WHAT THIS TASK INVOLVES - Copy every line, leaving nothing out and adding nothing.

DATA -
○ ○ ○ ○
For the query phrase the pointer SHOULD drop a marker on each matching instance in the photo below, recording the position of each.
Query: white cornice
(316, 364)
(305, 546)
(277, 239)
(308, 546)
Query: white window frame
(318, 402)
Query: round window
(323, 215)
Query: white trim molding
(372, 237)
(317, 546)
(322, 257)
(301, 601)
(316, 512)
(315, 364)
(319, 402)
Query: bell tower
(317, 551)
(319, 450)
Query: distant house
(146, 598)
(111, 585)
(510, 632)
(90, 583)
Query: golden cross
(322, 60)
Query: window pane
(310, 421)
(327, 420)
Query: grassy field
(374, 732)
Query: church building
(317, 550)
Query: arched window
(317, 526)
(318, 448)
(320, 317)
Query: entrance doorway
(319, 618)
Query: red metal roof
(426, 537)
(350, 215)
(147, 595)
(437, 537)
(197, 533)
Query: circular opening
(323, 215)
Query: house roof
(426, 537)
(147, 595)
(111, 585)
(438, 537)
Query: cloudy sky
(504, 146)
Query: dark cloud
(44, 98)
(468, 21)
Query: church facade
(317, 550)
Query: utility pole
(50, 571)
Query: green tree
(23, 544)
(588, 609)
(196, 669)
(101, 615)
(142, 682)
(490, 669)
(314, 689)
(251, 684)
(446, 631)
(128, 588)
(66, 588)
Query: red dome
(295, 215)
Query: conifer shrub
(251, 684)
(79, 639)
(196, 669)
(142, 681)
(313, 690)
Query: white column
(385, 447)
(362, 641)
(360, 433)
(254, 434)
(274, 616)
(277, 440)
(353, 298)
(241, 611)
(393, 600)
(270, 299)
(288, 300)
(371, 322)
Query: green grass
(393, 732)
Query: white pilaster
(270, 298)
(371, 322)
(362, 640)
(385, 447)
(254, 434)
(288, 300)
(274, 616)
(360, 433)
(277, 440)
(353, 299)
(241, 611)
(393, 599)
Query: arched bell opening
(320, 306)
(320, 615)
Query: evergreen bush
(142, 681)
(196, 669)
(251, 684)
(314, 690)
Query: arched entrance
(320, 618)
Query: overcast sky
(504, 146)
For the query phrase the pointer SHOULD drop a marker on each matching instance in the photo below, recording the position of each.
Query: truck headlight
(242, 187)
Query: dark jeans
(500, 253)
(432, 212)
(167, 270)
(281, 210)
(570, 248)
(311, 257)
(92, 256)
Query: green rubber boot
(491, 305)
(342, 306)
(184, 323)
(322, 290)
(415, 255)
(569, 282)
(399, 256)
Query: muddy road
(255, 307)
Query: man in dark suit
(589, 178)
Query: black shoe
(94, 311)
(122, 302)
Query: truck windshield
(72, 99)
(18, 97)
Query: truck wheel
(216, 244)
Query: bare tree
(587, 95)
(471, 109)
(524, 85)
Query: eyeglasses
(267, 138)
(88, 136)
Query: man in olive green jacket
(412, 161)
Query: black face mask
○ ○ ○ ○
FULL SOLUTION -
For the query phrase the pointer SHOULD drop a marker on each matching instance in the photo below, recording the position of each.
Query: white cornice
(316, 364)
(305, 546)
(277, 239)
(308, 546)
Query: white window frame
(318, 402)
Query: round window
(323, 215)
Query: white trim molding
(372, 237)
(317, 546)
(322, 257)
(301, 601)
(316, 512)
(315, 364)
(319, 402)
Query: bell tower
(317, 551)
(319, 450)
Query: distant house
(146, 598)
(111, 585)
(510, 632)
(90, 583)
Query: golden cross
(322, 60)
Query: window pane
(310, 421)
(327, 420)
Query: grassy field
(374, 732)
Query: church building
(317, 550)
Query: arched window
(317, 526)
(318, 448)
(320, 317)
Query: entrance doorway
(319, 618)
Query: red metal roof
(426, 537)
(350, 215)
(147, 595)
(437, 537)
(197, 533)
Query: circular opening
(323, 215)
Query: house roof
(426, 537)
(147, 595)
(111, 585)
(438, 537)
Query: cloudy sky
(504, 146)
Query: dark cloud
(44, 98)
(468, 21)
Query: church facade
(317, 550)
Query: utility pole
(50, 571)
Query: green tree
(23, 544)
(588, 609)
(196, 669)
(101, 615)
(142, 682)
(490, 669)
(314, 689)
(251, 684)
(446, 631)
(128, 588)
(66, 588)
Query: red dome
(295, 215)
Query: conifer shrub
(251, 684)
(79, 639)
(196, 669)
(142, 681)
(313, 690)
Query: white column
(385, 447)
(362, 641)
(360, 433)
(254, 434)
(274, 616)
(277, 440)
(353, 298)
(241, 611)
(393, 600)
(270, 299)
(288, 300)
(371, 322)
Query: green grass
(393, 732)
Query: white pilaster
(270, 298)
(371, 322)
(362, 640)
(385, 447)
(254, 434)
(288, 300)
(274, 616)
(360, 433)
(277, 440)
(353, 299)
(241, 611)
(393, 599)
Query: arched bell opening
(320, 306)
(320, 615)
Query: evergreen bush
(142, 681)
(196, 669)
(251, 684)
(314, 690)
Query: arched entrance
(320, 618)
Query: overcast sky
(504, 146)
For the query phrase the pointer SHOULD drop a marker on each matching instance in the photo below, recording the position of each.
Query: truck headlight
(242, 187)
Query: dark jeans
(500, 253)
(432, 212)
(167, 270)
(281, 210)
(570, 248)
(311, 257)
(92, 256)
Query: green rubber boot
(491, 305)
(342, 306)
(184, 323)
(322, 290)
(415, 255)
(569, 282)
(399, 256)
Query: muddy road
(255, 307)
Query: man in dark suit
(589, 178)
Query: black shoe
(94, 311)
(122, 302)
Query: truck windshield
(72, 99)
(18, 97)
Query: truck wheel
(216, 244)
Query: bare tree
(587, 95)
(471, 109)
(524, 85)
Query: eyeglasses
(267, 138)
(88, 136)
Query: man in olive green jacket
(412, 161)
Query: black face mask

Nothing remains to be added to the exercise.